**INSTRUCTIONS:**
A. In the MDX optimization article, whose blog first published the "Product Volatility" example?
B. Reproduce all of the records below line for line, without changing anything.

**PAGE EXTRACT:**
......

THE SQL Server Blog Spot on the Web

Welcome to SQLblog.com - The SQL Server blog spot on the web Sign in | |
in Search

Microsoft OLAP by Mosha Pasumansky

Product Volatility: Optimizing MDX with MDX Studio

In this article we will show how to take typical, everyday MDX and optimize it by simply following advices of MDX Studio Analyzer.

As a starting point, I will take “Product Volatility” example as published by Thomas Ivarson in his blog. It is a perfect example, because Thomas took a real business problem, and implemented it using very clean and straightforward MDX, just like I expect many MDX practitioners do. This MDX can be optimized, but some of these optimizations might not be obvious. Running MDX Studio Analyzer and following its advices takes the guesswork out of equation.

Here is the MDX that computes total number of products, number of products with sales increased from last month and number of products with sales decreased from last month:

WITH 
  MEMBER Measures.TotNumberOfProducts AS 
    Count
    (
      Descendants
      (
        [Product].[Product Categories].CurrentMember
       ,[Product].[Product Categories].[Product]
      )
    ) 
  MEMBER Measures.NumberOfSoldProductsIncreasing AS 
    Count
    (
      Filter
      (
        NonEmpty
        (
          Descendants
          (
            [Product].[Product Categories].CurrentMember
           ,[Product].[Product Categories].[Product]
          )
         ,[Measures].[Internet Sales Amount]
        )
       ,
            (
              [Date].[Calendar].CurrentMember
             ,[Measures].[Internet Sales Amount]
            )
          - 
            (
              [Date].[Calendar].PrevMember
             ,[Measures].[Internet Sales Amount]
            )

......

**PROVIDED ENTRIES:**
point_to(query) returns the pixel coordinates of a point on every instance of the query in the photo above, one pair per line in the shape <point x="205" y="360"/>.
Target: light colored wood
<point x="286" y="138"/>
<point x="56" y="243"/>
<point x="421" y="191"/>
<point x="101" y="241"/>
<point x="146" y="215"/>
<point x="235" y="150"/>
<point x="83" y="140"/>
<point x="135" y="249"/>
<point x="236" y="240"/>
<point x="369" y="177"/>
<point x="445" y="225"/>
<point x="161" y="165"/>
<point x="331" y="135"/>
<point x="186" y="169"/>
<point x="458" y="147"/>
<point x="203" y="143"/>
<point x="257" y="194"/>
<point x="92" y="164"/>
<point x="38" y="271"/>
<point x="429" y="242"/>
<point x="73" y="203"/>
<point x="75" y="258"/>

......

**RESPONSES:**
A. Thomas Ivarson's blog.

B.
point_to(query) returns the pixel coordinates of a point on every instance of the query in the photo above, one pair per line in the shape <point x="205" y="360"/>.
Target: light colored wood
<point x="286" y="138"/>
<point x="56" y="243"/>
<point x="421" y="191"/>
<point x="101" y="241"/>
<point x="146" y="215"/>
<point x="235" y="150"/>
<point x="83" y="140"/>
<point x="135" y="249"/>
<point x="236" y="240"/>
<point x="369" y="177"/>
<point x="445" y="225"/>
<point x="161" y="165"/>
<point x="331" y="135"/>
<point x="186" y="169"/>
<point x="458" y="147"/>
<point x="203" y="143"/>
<point x="257" y="194"/>
<point x="92" y="164"/>
<point x="38" y="271"/>
<point x="429" y="242"/>
<point x="73" y="203"/>
<point x="75" y="258"/>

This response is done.